▶ [Текст для чтения]:
© 2008 г.
О.С. Мончаковская
ФЕНОМЕН ФЭНТЕЗИ И КРИТЕРИИ ОЦЕНКИ ЖАНРА В ЭПОХУ
ПОСТМОДЕРНА
Феномен литературы фэнтези1, актуализировавшейся в современной массовой беллетристике, привлекает читателей и исследователей начиная с 60-х годов ХХ в. Однако, несмотря на колоссальное количество художественных текстов и исследовательских работ, до сих пор не выработан критерий эстетической оценки произведений фэнтези. По-прежнему стоит вопрос о жанровом определении и причинах популярности фэнтези у читателя. В то же время за прошедшие полвека на рубеже ХХ—ХХ1 вв. мы можем заметить радикальные изменения, которые произошли на уровне отношения автора и читателя к фэн-тезийным текстам, которые, как следствие, повлекли за собой изменения на уровне формы и содержания художественных произведений.
Соотношение высокой и массовой культур, проблема оригинальности и сохранения традиции в эпоху постмодернизма, всеобщих заимствований и цитации требует пристального внимания литературоведения, выработки и использования разных подходов в изучении фэнтези не только как литературного явления.
Массовая культура резко отличается от прежних низовых форм тем, что она опирается на достижения самой передовой технологии даже в большей степени, нежели элитарные формы искусства XX века. Используются мощные потенциалы социологии, психологии, менеджмента, политологии и других общественных и антропологических дисциплин. В последнее время произведения фэнтези, входящие в ранг массовой беллетристики, приобрели необычайную популярность. Имена Д.Р.Р. Толкиена, У.Ле Гуин, А. Сапковского, Р. Джордана, Т. Гудкайнда, Т. Уильямса, М. Брэдли и других авторов стали культовыми. Между тем, несмотря на почти полувековое функционирование этой литературы, обилие маргинальных и эпигонских текстов, интерес к ней не угасает ни у авторов, ни у читателей. Географический и языковой ареал фэнтезийной литературы расширился от Англии и США до Канады, Австралии, всех европейских стран, включая Россию, и даже Востока (Япония).
Иногда литературоведы и критики изображают авторов массовых романов как оппонентов серьезной литературы, причем антитеза «массовое — элитарное» приобретает антагонистическую окраску. Однако «тенденция к размежеванию «серьезной» и «развлекательной» литературы не стала доминантой всей эволюции современной культуры. Напротив, послевоенная литература Запада
стала местом встречи «высокого» и «массового», а постмодернизм узаконил
2
тенденцию к слиянию серьезного и развлекательного начал» .

▶ [Задание A]:
Ответьте по тексту о фэнтези на три вопроса:
(i) С какого времени феномен литературы фэнтези привлекает читателей и исследователей?
(ii) Какую страну Востока текст называет в ареале фэнтезийной литературы?
(iii) Что узаконил постмодернизм, согласно цитате в конце текста?
▶ [Задание B]: Допишите следующий абзац текста о фэнтези, начав сразу после его последнего предложения.
Данные, приведённые далее, — отдельный материал, который не связан с текстом о фэнтези.

▶ [Сохранённые данные]:
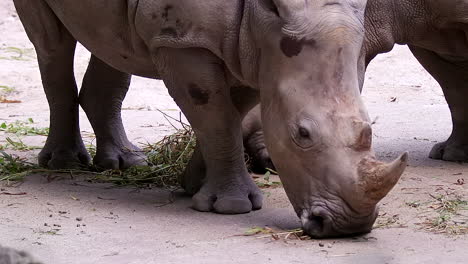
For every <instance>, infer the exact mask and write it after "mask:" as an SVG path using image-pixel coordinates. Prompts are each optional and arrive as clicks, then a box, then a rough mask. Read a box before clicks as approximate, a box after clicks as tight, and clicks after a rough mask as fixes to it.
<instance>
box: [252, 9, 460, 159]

▶ [Ответ A]:
(i) Начиная с 60-х годов XX века.
(ii) Японию.
(iii) Тенденцию к слиянию серьезного и развлекательного начал.

▶ [Ответ B]:
Суть самого понятия «массовая беллетристика» удачно вскрывает А.В. Михайлов. По мнению автора, для такого рода литературы будет характерна «само-тождественность текстов — процессов — именно того качества, которое сам процесс чтения обращает в нечто, безусловно, занимательное и доставляющее большое удовольствие, а результат чтения — в нечто бесплотно эфемерное».
При этом от читателя требуется «полнейшее и некритическое доверие к тек-
3
сту»3. Важнейшей закономерностью сегодняшней литературной деятельности является обязанность нравиться. Естественно, писатели всегда старались писать занимательно, но только в Х1Х—ХХ вв. в известной степени законом стала рыночная конкурентоспособность, «рентабельность» искусства. Не только можно, но и нужно «рукопись продать». Необходимость добиваться успеха вела к снижению эстетических критериев. Однако этот же закон объяснял достаточно высокий художественный уровень классиков «развлекательных» жанров. Спрос обостряет конкуренцию, а рост грамотности сокращает число потребителей китча. Вместе с тем, рассматривая все нюансы эволюции массовой беллетристики, следует признать тенденции ее сближения с каноном традиционной «серьезной» литературы. Даже писатели, которые имеют возможность не думать о рыночном успехе, отнюдь не отворачиваются от находок создателей бестселлеров. В развитии беллетристики конца ХХ — начала XXI веков отмечаются политизация и «кинематографичность» сюжетов; художественное освоение новых производственных процессов и явлений в экономике, появление образов банкиров и торговцев. В описания проникают яркие сцены насилия, эротизм. Резко возрастает интерес к прогнозированию, к футурологическим построениям.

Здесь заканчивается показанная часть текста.